Questions ▸
[1] List the kinds of bias that item (a) of the peer review passage below names.
[2] Based on the peer review passage below, say whether each statement agrees with it, answering yes or no and quoting the deciding words. (a) David Shatz wrote Peer Review: A Critical Inquiry. (b) The writer presents the paper format as the solution to inundation and product identification. (c) Product identification is described as a problem of reading.

David Shatz, author of Peer Review: A Critical Inquiry, suggests that there are a number of problems with the open marketplace of ideas concept. The two which seem most serious to me, of those which he mentions, are inundation and product identification – two sides of the same coin. What I would encourage people to do is to maybe dial down the mob mentality a little bit, and attempt to apply the same principles of innovation that designers and programmers use at their jobs to the peer review problem. Inundation is obviously a problem of reading, whereas product identification is the ability to track down that which matters to a person in a huge pile of junk.
In both cases, the paper format would seem to actually be the source of this problem. What really needs to be happening here is people need to be taking a closer look at the process for how proto-theories turn into actual theories, and for how theory changes occur, and to build a system which reflects and supports those actual processes.
The mob voice which shouts down all that exists at the periphery of conventional wisdom does not truly know about every idea it is shouting down. We need systems of communication that support a distinction between pseudoscience and critical thinking – if we are going to continue to lead the world in scientific innovation.
Isn’t that called ‘the scientific method’?
The complaints leveled against peer review are in fact numerous …
(a) being prone to bias, including reviewer bias, editor bias, various forms of publication bias; (b) unscientific and lacking in evidence for its benefits; (c) having no measurable outcome, and when research is conducted, it is typically on the quality of the review, rather than the quality of the manuscript; (d) conservative, tending to accept for publication articles that are less controversial and less innovative; (e) slow and expensive; (f) yielding papers that are often grossly flawed … (g) unable to detect fraud; (h) sloppy; (i) subjective; (j) secretive; (k) having many reviewers who are incompetent; (l) having relatively low agreement among reviewers of the same manuscript; (m) having difficulty in handling dissent; (n) unnecessary; (o) leading to potential dishonesty among the reviewers; (p) stifling scientific communication and hence slowing the advancement of knowledge; (q) subject to various forms of political pressure; (r) incestuous, with a small group of reviewers reviewing each other’s work, particularly in small narrowly defined specialty areas; and (s) having reviewers who are caustic, nasty, overcritical, arbitrary, self-serving, savage, uncivil, irresponsible, arrogant, inappropriate “and there are probably a few other choice adjectives out there in the literature.”

Information shown ▸
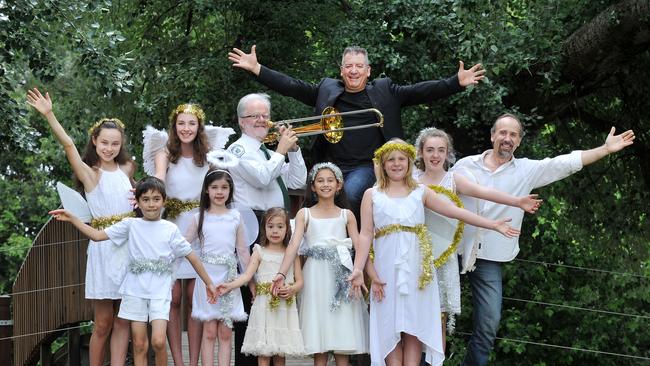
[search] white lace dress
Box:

Answers to the exercises ▸
[1] reviewer bias, editor bias, various forms of publication bias

[2]
(a) Yes: "David Shatz, author of Peer Review: A Critical Inquiry"
(b) No: "the paper format would seem to actually be the source of this problem"
(c) No: "Inundation is obviously a problem of reading, whereas product identification is the ability to track down that which matters to a person in a huge pile of junk"